### EXERCISE DIRECTIONS
Pull out every line of the material below that contains the word "background", and copy each one in full.

==============================

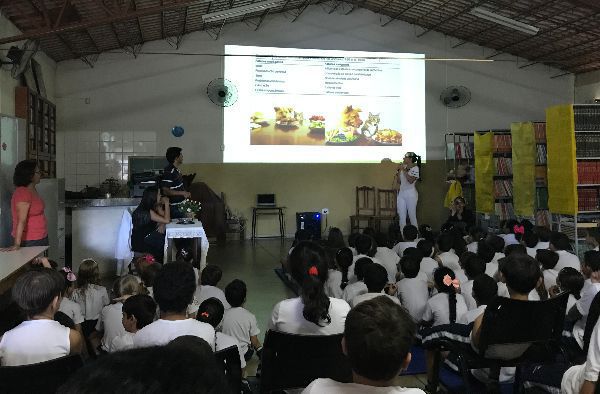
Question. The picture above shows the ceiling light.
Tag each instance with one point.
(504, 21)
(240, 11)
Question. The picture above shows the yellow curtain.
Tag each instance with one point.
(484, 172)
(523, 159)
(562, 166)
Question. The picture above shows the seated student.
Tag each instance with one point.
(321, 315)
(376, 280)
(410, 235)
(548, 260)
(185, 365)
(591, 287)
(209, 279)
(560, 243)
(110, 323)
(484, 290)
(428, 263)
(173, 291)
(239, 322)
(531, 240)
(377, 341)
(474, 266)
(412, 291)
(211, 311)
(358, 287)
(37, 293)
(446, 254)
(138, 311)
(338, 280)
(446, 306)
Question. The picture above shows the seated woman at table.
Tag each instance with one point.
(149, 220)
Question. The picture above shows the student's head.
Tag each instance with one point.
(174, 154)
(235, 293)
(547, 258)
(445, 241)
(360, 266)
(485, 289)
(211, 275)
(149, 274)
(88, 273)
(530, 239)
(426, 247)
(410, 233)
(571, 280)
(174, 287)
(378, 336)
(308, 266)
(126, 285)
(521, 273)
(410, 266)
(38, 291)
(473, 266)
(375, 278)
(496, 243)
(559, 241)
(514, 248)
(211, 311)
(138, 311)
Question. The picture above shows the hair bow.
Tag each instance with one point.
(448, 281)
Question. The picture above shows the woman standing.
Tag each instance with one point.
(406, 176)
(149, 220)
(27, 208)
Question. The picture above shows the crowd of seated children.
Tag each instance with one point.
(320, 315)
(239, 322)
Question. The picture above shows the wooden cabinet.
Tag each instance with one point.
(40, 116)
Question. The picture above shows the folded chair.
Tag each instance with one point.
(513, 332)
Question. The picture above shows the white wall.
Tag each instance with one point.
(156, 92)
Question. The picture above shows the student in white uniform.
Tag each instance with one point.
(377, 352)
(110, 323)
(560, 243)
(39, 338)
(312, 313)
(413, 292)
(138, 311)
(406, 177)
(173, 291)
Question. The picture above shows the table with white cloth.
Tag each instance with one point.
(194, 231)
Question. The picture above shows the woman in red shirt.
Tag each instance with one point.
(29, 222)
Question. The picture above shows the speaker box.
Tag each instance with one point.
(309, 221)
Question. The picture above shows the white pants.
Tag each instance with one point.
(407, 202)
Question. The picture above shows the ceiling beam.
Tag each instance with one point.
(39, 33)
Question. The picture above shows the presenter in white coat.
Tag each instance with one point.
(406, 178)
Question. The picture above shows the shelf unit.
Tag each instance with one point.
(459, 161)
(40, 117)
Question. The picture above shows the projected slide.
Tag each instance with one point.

==============================

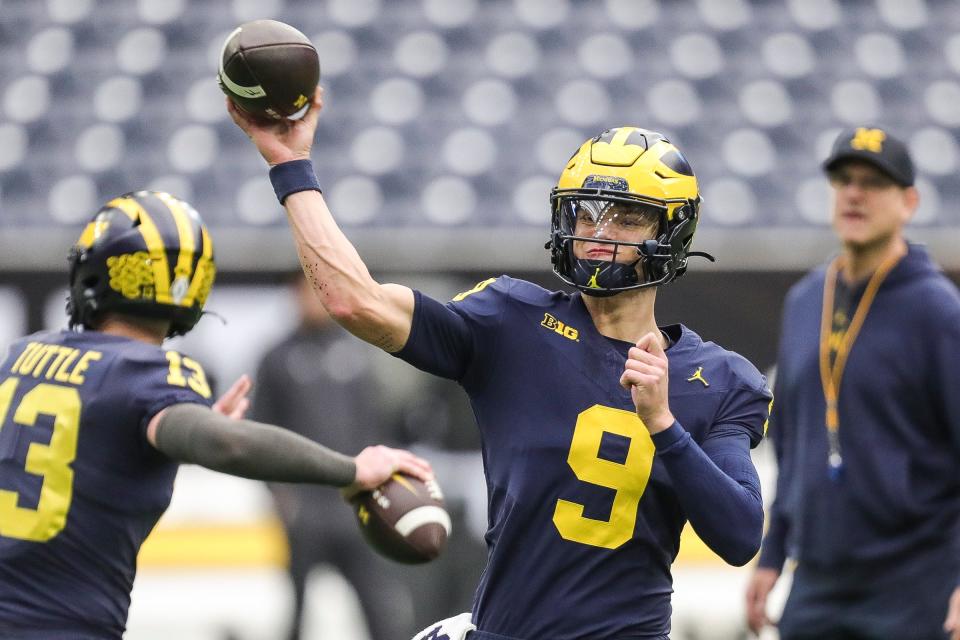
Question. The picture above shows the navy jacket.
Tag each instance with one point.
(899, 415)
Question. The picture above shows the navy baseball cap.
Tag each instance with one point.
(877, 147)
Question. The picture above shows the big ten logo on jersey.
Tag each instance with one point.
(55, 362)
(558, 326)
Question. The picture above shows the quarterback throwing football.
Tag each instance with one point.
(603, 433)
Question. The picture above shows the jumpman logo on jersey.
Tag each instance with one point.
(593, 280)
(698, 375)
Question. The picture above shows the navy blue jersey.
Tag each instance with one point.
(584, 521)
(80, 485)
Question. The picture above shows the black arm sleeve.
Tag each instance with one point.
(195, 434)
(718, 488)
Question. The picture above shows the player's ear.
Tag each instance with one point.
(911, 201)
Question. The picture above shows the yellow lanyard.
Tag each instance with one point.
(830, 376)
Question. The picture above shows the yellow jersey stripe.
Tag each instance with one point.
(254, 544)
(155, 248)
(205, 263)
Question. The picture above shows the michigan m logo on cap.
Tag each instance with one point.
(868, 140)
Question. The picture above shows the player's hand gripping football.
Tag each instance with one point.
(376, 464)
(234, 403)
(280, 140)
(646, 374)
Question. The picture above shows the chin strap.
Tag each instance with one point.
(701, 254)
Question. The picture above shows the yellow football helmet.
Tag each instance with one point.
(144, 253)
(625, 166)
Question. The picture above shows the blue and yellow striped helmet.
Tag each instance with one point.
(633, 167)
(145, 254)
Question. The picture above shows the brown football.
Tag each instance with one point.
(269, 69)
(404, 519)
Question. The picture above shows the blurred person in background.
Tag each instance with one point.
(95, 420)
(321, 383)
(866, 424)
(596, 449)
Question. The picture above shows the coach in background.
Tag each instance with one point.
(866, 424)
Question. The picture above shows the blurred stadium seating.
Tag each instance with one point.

==============================

### RESPONSE TO THIS EXERCISE
Question. The picture above shows the blurred person in background.
Question. The picture above shows the coach in background.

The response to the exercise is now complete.